(Dataset records about object locations)

▬▬▬▬▬▬▬▬▬▬

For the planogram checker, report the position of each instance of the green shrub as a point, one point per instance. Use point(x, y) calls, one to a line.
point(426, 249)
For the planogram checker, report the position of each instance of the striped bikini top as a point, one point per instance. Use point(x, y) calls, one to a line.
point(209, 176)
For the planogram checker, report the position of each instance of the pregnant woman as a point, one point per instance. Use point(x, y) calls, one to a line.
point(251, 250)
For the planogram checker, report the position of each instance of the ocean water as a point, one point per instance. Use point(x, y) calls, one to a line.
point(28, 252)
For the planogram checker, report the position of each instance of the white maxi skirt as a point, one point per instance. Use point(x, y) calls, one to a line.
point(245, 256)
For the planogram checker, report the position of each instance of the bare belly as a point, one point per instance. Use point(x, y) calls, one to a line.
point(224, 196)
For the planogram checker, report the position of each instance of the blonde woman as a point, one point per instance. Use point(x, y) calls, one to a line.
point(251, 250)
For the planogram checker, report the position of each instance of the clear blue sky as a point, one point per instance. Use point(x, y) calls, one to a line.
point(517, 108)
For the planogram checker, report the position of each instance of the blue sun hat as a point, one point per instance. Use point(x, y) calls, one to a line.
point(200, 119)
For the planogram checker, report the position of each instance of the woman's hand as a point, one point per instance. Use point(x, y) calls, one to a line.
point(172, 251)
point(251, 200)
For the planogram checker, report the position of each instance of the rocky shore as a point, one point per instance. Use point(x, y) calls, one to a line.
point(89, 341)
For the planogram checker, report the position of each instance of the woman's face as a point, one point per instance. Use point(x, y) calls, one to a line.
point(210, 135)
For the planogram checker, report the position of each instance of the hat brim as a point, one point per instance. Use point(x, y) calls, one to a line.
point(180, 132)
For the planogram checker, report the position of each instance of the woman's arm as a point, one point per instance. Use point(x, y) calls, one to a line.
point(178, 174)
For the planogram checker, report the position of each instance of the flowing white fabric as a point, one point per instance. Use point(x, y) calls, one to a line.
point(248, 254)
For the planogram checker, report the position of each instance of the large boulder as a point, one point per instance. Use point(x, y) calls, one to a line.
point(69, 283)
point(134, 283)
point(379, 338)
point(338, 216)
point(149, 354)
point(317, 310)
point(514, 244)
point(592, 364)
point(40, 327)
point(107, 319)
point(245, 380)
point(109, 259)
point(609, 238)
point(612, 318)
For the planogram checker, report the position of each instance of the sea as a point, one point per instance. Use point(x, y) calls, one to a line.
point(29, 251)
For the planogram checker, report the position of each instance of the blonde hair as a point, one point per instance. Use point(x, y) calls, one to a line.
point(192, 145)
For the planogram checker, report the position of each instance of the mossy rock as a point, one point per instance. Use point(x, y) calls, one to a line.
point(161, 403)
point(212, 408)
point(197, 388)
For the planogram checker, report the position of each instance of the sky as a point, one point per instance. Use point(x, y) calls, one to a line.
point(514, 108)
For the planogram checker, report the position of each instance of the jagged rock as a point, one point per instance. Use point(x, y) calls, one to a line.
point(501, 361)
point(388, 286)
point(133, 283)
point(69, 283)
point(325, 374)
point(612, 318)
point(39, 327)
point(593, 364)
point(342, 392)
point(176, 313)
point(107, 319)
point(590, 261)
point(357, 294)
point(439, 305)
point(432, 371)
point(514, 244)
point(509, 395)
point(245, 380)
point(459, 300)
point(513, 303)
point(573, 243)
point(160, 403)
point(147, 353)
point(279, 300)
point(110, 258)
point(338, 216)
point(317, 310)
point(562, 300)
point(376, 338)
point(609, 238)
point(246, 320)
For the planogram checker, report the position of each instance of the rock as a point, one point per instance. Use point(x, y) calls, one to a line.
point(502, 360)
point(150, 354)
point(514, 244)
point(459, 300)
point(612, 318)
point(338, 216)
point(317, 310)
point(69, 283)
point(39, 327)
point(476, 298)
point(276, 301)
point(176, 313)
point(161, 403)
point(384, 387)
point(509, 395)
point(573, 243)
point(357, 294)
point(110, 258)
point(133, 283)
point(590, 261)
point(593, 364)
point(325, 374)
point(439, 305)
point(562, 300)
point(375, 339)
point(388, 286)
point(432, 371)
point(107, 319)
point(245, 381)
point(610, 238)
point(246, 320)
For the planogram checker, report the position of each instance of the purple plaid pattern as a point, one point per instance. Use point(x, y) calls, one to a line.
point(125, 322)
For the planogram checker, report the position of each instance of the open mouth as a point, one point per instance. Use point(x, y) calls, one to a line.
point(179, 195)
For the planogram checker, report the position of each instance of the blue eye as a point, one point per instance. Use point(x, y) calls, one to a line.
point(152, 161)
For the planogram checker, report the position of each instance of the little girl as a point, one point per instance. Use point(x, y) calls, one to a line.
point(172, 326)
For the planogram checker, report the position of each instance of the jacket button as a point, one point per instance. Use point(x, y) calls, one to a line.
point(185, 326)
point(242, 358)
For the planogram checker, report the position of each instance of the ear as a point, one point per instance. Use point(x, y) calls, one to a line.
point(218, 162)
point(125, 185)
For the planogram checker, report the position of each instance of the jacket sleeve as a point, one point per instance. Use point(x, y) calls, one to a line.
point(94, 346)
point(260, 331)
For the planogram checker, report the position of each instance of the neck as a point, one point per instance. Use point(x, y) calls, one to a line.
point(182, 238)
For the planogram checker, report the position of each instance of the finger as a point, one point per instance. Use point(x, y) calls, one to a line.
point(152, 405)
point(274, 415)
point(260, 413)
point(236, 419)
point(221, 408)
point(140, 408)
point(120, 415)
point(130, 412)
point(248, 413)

▬▬▬▬▬▬▬▬▬▬

◆ Request:
Can you render the records above as a two-column CSV with the headers "instruction" and "points"? Give one row per request, with its text and its answer each in a single quoted field, and line breaks replaced by spaces.

◆ The output:
instruction,points
"For the planogram checker, report the position of each instance of the green shrub as a point, one point per instance. Use point(x, y) calls, one to a line.","point(426, 249)"
"For the planogram checker, report the position of each instance of the striped bikini top as a point, one point per instance. Use point(x, y) calls, one to a line.","point(209, 176)"
"For the planogram checker, report the position of each instance of the pregnant woman as a point, one point per instance. Use point(x, y) calls, one to a line.","point(251, 250)"
"For the planogram checker, report the position of each instance of the ocean water as a point, one point per instance. Use point(x, y) calls, one to a line.","point(28, 252)"
"For the planogram checker, report the position of each instance of the white maxi skirt as a point, one point per instance. Use point(x, y) calls, one to a line.","point(245, 256)"
"For the planogram checker, report the position of each instance of the bare belly as a point, one point per instance. Use point(x, y) calls, one to a line.","point(224, 196)"
"For the planogram checker, report the position of each instance of the blonde woman as a point, one point per instance. Use point(x, y) calls, one to a line.","point(251, 250)"
"For the planogram checker, report the position of each instance of the clear blue sky as a point, one point per instance. Use point(x, y) calls, one to a line.","point(517, 108)"
"For the planogram checker, report the position of each instance of the blue sun hat as a point, one point per instance. Use point(x, y) calls, one to a line.","point(200, 119)"
"For the planogram checker, report the position of each instance of the woman's hand as a point, one point per instance. Use point(x, y) calls, one to a line.","point(172, 251) point(251, 200)"
"For the planogram checker, report the position of each instance of the rocky shore as a point, one point per instance. Use point(x, y) calls, one to a line.","point(89, 341)"
"For the planogram checker, report the position of each instance of the woman's face as a point, one point per instance. Use point(x, y) calls, one to a line.","point(210, 135)"
"For the planogram checker, report the position of each instance of the hat brim as a point, one point per instance. Use point(x, y) calls, one to a line.","point(180, 132)"
"For the planogram checker, report the position of each instance of the woman's arm as a point, one point per instance. Use point(x, y) calls, one to a line.","point(178, 174)"
"For the planogram checker, report the position of each instance of the flowing white fabric as a point, one point per instance. Use point(x, y) calls, one to a line.","point(248, 254)"
"For the planogram checker, report the position of each instance of the large boulder as a point, one point per instance. Use point(x, y) calls, one to a line.","point(69, 283) point(134, 283) point(379, 338) point(338, 216) point(149, 354) point(317, 310) point(514, 244) point(592, 364) point(40, 327) point(107, 319) point(245, 380) point(109, 259) point(609, 238) point(612, 318)"
"For the planogram checker, report the position of each instance of the sea as a point, one point per instance. Use point(x, y) calls, one to a line.","point(29, 251)"
"For the planogram checker, report the position of each instance of the blonde hair as a point, one point per instance. Use point(x, y) calls, one to a line.","point(192, 145)"
"For the planogram checker, report the position of each instance of the mossy rock as a point, one point per instance. Use point(x, y) calls, one to a line.","point(161, 403) point(212, 408) point(197, 388)"
"For the planogram checker, report the position of each instance of the sky as a point, one point per instance. Use point(x, y) calls, one to a line.","point(514, 108)"
"For the planogram checker, report the position of each instance of the jagged rock as a point, one point per instance. Use point(x, y) calls, one to a line.","point(501, 361) point(388, 286) point(133, 283) point(69, 283) point(325, 374) point(612, 318) point(39, 327) point(593, 364) point(342, 392) point(176, 313) point(107, 319) point(590, 261) point(357, 294) point(439, 305) point(432, 371) point(514, 244) point(509, 395) point(245, 380) point(459, 300) point(513, 303) point(573, 243) point(160, 403) point(147, 353) point(279, 300) point(110, 258) point(338, 216) point(317, 310) point(562, 300) point(376, 338) point(609, 238) point(246, 320)"
"For the planogram checker, report the position of each instance of the rock as a point, one point per instance. Use point(x, y) calls, one to a line.","point(502, 360) point(150, 354) point(514, 244) point(459, 300) point(612, 318) point(338, 216) point(317, 310) point(69, 283) point(39, 327) point(476, 298) point(276, 301) point(176, 313) point(161, 403) point(384, 387) point(509, 395) point(573, 243) point(357, 294) point(110, 258) point(133, 283) point(590, 261) point(593, 364) point(325, 374) point(439, 305) point(562, 300) point(375, 339) point(388, 286) point(432, 371) point(107, 319) point(245, 381) point(610, 238) point(246, 320)"
"For the planogram checker, report the position of each instance of the purple plaid pattern as a point, one point per instance. Use point(x, y) calls, one to a line.","point(125, 322)"
"For the planogram checker, report the position of each instance of the open mouth as a point, one point per instance. Use point(x, y) calls, one to a line.","point(179, 195)"
"For the planogram checker, report the position of each instance of the blue eye as a point, one point per instance. Use point(x, y) calls, one to a line.","point(152, 161)"
"For the planogram checker, report the position of each instance of the little girl as a point, one point per instance. Use point(x, y) calls, one to a line.","point(172, 326)"
"For the planogram checker, report the position of each instance of the jacket button as a point, one point per instance. Use point(x, y) calls, one to a line.","point(185, 326) point(242, 358)"
"For the planogram checker, report the position of each instance of the ear as a point, one point per instance. Use point(x, y) calls, one to a line.","point(218, 162) point(125, 185)"
"For the planogram checker, report the position of each instance of the jacket sleeve as a point, one point per instance. Use point(x, y) calls, one to a line.","point(94, 346) point(260, 331)"
"For the planogram checker, report the position of each instance of the neck as a point, one point per instance. Use point(x, y) calls, one to a line.","point(182, 238)"
"For the planogram checker, report the position of each instance of the finger as a point, one point per instance. Use point(x, y) calls, one to a line.","point(152, 405) point(274, 415) point(260, 413) point(236, 419) point(221, 408) point(140, 408) point(120, 415) point(130, 412) point(248, 413)"